TASK TO COMPLETE. Pull out every line of the data below that contains the string "bank" and copy each one in full. Case counts when matching.
- - -
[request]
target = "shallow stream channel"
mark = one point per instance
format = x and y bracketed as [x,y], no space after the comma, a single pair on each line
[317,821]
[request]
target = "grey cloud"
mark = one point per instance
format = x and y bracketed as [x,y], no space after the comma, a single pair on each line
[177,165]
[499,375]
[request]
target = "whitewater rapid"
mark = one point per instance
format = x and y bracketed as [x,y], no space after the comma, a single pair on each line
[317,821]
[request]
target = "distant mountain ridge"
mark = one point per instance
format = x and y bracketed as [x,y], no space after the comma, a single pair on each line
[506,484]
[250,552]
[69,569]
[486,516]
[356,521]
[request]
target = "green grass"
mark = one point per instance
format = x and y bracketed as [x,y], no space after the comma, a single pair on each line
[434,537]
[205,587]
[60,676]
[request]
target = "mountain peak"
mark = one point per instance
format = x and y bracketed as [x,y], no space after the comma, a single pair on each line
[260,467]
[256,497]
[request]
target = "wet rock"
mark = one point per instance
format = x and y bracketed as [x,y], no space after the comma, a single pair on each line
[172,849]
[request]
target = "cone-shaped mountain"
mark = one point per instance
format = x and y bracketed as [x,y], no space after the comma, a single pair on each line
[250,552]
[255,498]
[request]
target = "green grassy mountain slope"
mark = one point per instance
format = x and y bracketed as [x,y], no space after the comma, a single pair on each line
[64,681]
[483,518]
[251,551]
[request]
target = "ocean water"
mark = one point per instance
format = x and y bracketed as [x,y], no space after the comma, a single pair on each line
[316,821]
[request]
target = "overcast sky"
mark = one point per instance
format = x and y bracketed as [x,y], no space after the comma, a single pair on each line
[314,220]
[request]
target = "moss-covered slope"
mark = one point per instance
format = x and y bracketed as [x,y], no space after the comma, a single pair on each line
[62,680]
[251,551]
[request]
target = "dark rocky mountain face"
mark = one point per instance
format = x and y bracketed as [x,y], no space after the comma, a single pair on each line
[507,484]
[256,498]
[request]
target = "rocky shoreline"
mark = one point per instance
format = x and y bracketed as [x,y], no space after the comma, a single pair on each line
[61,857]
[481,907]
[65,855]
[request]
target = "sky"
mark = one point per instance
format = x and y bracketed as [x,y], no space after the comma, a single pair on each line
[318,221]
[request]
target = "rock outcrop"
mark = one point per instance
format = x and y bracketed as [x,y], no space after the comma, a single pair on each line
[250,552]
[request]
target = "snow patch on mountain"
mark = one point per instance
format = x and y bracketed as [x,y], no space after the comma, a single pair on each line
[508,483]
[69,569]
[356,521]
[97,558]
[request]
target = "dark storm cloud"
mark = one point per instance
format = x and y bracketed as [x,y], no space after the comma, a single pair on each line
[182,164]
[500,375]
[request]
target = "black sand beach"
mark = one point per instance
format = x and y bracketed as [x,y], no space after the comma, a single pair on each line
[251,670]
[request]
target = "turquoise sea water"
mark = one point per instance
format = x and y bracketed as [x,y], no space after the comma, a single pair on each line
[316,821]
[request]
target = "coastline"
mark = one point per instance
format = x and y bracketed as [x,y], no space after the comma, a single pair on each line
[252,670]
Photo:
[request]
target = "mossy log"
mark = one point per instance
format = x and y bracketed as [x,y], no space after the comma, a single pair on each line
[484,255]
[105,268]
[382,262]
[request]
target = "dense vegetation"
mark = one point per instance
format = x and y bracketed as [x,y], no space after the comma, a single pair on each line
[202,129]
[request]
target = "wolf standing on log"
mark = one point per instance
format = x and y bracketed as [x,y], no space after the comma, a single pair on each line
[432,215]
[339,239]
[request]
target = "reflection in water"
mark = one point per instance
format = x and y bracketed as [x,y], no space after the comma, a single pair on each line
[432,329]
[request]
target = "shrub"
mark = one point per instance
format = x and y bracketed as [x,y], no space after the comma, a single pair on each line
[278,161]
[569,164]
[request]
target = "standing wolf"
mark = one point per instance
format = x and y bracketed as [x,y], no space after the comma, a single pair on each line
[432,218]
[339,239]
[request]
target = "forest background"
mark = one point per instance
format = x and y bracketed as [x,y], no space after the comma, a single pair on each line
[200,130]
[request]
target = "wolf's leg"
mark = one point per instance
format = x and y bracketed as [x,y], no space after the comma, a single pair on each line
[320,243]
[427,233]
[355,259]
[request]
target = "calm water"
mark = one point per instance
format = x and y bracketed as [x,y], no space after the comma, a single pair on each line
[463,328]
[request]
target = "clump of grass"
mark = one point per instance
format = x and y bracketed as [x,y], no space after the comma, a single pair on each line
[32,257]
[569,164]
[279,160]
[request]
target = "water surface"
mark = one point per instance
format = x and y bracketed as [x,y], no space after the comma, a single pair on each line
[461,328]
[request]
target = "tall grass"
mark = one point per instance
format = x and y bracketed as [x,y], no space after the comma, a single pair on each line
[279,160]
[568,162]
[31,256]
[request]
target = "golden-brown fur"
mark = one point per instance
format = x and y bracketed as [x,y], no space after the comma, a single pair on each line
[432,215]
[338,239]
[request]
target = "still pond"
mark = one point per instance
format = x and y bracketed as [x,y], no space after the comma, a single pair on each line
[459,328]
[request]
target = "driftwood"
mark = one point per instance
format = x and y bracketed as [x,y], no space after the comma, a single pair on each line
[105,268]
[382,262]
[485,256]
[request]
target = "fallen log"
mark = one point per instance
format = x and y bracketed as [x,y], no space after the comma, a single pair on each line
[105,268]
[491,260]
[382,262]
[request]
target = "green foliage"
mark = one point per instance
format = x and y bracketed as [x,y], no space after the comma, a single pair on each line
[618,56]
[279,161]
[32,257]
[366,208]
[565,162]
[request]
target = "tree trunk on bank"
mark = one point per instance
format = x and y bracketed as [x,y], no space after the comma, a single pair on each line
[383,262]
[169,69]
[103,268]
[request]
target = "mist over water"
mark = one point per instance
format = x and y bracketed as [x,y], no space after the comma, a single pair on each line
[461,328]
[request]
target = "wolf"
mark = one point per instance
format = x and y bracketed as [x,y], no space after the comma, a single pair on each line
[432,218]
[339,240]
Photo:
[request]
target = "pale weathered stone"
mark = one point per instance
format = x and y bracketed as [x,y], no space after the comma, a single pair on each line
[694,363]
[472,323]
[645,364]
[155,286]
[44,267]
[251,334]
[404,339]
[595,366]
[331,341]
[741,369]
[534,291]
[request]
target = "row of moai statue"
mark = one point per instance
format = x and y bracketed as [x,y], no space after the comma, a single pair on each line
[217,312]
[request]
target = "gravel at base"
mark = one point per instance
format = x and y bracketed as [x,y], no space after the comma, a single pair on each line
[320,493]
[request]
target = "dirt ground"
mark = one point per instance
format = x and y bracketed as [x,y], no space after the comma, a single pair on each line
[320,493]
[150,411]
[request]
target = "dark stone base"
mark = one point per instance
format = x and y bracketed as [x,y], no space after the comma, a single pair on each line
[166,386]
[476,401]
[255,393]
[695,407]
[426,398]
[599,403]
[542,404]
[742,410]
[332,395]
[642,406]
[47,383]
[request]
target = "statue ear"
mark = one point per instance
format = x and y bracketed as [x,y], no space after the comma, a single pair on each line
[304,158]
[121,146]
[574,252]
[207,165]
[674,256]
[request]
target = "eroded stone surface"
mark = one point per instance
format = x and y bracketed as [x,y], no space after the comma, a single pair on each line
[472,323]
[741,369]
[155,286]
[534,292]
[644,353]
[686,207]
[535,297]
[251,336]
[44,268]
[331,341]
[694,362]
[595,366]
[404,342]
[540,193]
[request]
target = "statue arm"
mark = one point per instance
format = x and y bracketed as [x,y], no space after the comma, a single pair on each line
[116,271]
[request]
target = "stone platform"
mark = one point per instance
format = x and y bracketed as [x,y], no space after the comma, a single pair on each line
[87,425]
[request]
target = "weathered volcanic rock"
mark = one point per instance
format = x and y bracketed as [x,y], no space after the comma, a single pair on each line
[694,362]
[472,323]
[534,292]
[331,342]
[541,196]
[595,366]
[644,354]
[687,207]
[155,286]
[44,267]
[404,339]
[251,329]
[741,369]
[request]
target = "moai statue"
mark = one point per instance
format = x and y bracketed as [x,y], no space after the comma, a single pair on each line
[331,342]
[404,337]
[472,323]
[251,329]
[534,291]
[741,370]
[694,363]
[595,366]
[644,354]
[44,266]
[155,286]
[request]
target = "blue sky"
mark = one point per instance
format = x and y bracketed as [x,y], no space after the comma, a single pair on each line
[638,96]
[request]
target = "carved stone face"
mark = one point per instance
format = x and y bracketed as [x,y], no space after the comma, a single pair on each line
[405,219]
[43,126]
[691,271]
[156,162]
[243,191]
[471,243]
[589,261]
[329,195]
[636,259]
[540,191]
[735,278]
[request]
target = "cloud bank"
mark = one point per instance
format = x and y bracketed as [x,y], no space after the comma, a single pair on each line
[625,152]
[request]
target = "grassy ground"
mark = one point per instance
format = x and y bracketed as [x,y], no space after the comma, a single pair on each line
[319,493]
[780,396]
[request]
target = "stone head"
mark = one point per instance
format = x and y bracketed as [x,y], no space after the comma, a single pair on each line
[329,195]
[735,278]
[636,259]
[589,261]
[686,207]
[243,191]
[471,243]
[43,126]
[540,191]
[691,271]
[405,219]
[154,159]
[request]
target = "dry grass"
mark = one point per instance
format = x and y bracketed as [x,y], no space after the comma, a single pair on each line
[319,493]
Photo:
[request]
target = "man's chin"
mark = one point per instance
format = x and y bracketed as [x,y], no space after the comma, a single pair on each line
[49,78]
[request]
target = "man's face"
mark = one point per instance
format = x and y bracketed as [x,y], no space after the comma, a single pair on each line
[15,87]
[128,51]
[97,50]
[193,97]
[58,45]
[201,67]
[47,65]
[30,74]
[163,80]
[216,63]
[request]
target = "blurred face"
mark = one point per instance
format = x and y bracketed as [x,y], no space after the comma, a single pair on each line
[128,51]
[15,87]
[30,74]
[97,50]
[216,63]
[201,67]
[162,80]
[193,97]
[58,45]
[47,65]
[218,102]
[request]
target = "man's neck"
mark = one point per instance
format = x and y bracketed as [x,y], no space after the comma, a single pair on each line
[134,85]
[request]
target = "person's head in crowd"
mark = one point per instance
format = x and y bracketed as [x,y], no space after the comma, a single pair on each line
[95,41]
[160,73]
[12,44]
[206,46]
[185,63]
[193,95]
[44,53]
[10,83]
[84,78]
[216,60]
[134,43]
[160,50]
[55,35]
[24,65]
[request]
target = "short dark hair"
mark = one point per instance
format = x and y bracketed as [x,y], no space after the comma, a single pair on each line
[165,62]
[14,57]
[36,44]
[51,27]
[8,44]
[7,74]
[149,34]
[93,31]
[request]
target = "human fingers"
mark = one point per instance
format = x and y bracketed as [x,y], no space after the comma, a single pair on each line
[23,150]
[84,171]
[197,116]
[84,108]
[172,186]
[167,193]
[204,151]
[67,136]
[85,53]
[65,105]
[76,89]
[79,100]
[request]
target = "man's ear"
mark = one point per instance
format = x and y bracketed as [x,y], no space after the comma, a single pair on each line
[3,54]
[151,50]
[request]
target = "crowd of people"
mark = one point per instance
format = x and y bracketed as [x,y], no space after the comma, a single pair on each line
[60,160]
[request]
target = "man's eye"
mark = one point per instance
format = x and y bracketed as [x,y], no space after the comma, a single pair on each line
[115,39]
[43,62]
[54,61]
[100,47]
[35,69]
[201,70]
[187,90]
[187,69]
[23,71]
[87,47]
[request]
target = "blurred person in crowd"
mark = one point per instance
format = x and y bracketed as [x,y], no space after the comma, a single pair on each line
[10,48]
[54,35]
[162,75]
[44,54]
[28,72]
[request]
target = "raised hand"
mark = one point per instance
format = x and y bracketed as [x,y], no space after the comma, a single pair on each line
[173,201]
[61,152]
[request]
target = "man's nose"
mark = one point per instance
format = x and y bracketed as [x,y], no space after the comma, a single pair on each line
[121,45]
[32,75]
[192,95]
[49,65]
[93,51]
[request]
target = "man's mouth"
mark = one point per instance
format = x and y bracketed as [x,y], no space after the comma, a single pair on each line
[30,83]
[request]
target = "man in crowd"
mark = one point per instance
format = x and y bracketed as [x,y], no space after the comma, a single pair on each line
- - -
SOLUTION FOR THIS TASK.
target = "tree trunk on bank"
target = "cloud bank"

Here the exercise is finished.